- _Work to be completed_: Copy the rows from the line containing "of the green" through the last row, changing "green tree" to "leafy tree" and leaving everything else unchanged.

- _Rows_:
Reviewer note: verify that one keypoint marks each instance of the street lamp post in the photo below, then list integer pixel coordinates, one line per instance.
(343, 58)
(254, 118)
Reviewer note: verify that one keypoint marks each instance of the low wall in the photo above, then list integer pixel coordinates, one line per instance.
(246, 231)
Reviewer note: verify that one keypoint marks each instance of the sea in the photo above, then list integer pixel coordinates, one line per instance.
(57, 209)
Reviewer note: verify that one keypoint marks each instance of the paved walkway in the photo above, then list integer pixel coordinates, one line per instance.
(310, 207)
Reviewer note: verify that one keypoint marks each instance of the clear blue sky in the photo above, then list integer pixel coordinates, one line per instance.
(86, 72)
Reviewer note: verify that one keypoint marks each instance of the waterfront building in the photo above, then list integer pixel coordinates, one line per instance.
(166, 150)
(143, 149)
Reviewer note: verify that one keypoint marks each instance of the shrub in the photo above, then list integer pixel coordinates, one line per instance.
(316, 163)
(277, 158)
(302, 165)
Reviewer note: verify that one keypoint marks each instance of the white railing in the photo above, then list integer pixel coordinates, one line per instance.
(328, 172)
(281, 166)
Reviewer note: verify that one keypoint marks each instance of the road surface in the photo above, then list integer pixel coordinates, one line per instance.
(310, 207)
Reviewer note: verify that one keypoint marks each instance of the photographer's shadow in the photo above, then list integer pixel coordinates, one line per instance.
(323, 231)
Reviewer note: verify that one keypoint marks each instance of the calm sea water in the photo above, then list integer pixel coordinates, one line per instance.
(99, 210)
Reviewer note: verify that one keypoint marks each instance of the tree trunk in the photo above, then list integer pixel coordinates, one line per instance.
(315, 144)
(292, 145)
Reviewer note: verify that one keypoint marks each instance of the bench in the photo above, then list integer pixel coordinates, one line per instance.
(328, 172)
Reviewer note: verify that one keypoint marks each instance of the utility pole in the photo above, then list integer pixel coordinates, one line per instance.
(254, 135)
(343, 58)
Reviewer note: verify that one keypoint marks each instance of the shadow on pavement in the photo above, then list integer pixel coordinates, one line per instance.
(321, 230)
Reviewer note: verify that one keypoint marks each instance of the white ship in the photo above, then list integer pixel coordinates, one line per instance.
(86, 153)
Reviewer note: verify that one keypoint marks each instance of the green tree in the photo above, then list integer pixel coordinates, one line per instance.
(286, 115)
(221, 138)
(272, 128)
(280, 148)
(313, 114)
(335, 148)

- _Reply to the exercise_:
Reviewer note: verify that one keypoint marks each instance of the leafy tree in the photo above, then list integer pixel coordinates, one line per instance.
(286, 115)
(221, 138)
(272, 128)
(280, 148)
(313, 114)
(335, 148)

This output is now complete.